Every record should be restated exactly, with no images included.
___ RECORDS PROVIDED
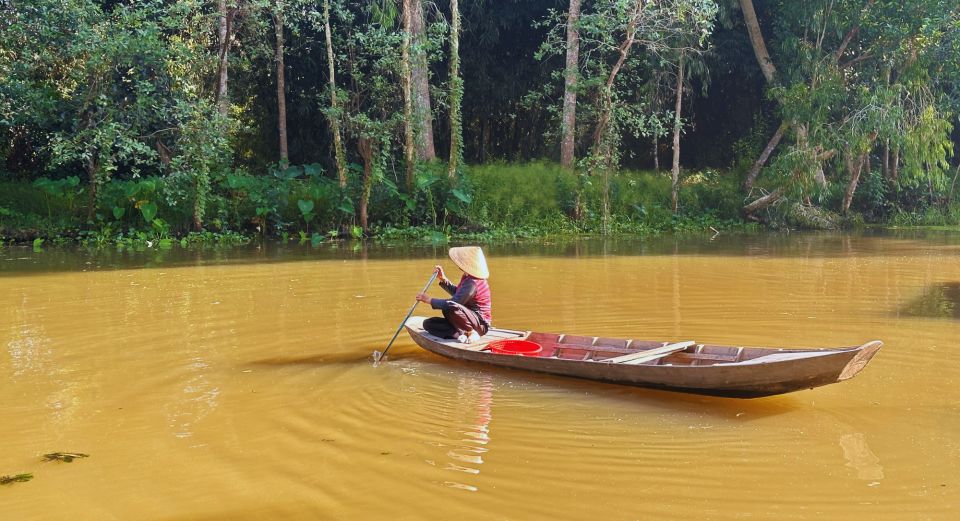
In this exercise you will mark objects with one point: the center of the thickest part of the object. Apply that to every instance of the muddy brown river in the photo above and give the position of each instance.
(238, 384)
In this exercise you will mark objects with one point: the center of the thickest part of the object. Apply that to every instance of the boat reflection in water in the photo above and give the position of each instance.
(470, 412)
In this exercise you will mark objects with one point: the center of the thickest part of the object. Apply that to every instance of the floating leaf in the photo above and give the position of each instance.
(66, 457)
(6, 480)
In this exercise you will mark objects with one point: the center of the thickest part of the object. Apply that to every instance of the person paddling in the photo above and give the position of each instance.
(466, 316)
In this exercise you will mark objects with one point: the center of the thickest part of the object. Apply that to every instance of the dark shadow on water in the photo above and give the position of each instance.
(726, 408)
(342, 358)
(937, 301)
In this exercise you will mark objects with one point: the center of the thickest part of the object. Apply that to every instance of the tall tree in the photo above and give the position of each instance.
(281, 83)
(335, 113)
(756, 40)
(406, 84)
(225, 18)
(420, 82)
(456, 92)
(677, 110)
(571, 73)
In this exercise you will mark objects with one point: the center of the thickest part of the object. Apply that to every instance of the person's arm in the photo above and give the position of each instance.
(445, 283)
(464, 293)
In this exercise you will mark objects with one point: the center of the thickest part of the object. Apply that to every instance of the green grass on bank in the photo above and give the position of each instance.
(488, 202)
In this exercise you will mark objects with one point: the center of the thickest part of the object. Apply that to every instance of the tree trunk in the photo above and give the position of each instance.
(885, 165)
(601, 145)
(763, 202)
(366, 148)
(895, 165)
(456, 92)
(854, 167)
(281, 85)
(420, 79)
(224, 31)
(568, 124)
(675, 171)
(338, 151)
(756, 40)
(953, 184)
(405, 82)
(764, 156)
(656, 153)
(201, 190)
______
OUTPUT BELOW:
In this exercise you will mark objects with one point: the center of the thickest part of the object. Apply that to every instance of the muddy brown river in the photo above and give the position of each instance.
(238, 384)
In this exercise you will mark objects with one point: the center of the thickest part of the object. Apply that to every instance of the boat reflection in water in the photo above and give the position of each instance.
(470, 412)
In this exercise you will mark objects with one point: the center of the thickest part of the object. Apply that to every instance of the floating leaf in the photo above and give the position of each instance.
(66, 457)
(6, 480)
In this exercise you will mark objects with one point: the center of the thickest part of the object. Apply that to every instance of the person paddling in the photo above and give the position of each instance.
(466, 316)
In this exercise you will mark objects with one point: the center of the thickest part of the object. Apply that to every instance of the dark shadow on water in the photo above and give the position of each instance.
(726, 408)
(342, 358)
(937, 301)
In this exercise you will mark objects with one point: the center of the thickest part of the object. Apply that to every instance of the tall tree in the photo above and give the position of each instance.
(281, 83)
(335, 113)
(756, 40)
(406, 84)
(225, 18)
(420, 82)
(456, 92)
(677, 110)
(571, 73)
In this exercise you will mark objects with one point: the center of the thickest part of the object. Apply that to every instance of the person's arm in the photo above and give the position of each instance.
(445, 283)
(464, 293)
In this exercise you will mark objects with one point: the center of the thickest part of the object. Apply that to every instance of the green grass on bank in the photo above and give the position of each instance.
(488, 202)
In this exercise you will mark objects with one point: the center of the thickest part of the object. Apply that to every instance of the tree trunk in the photo above and give the position of each instance.
(885, 165)
(601, 145)
(763, 202)
(366, 148)
(895, 165)
(456, 92)
(854, 167)
(281, 85)
(420, 79)
(224, 31)
(568, 124)
(675, 171)
(338, 151)
(756, 40)
(953, 184)
(405, 82)
(764, 156)
(656, 153)
(201, 190)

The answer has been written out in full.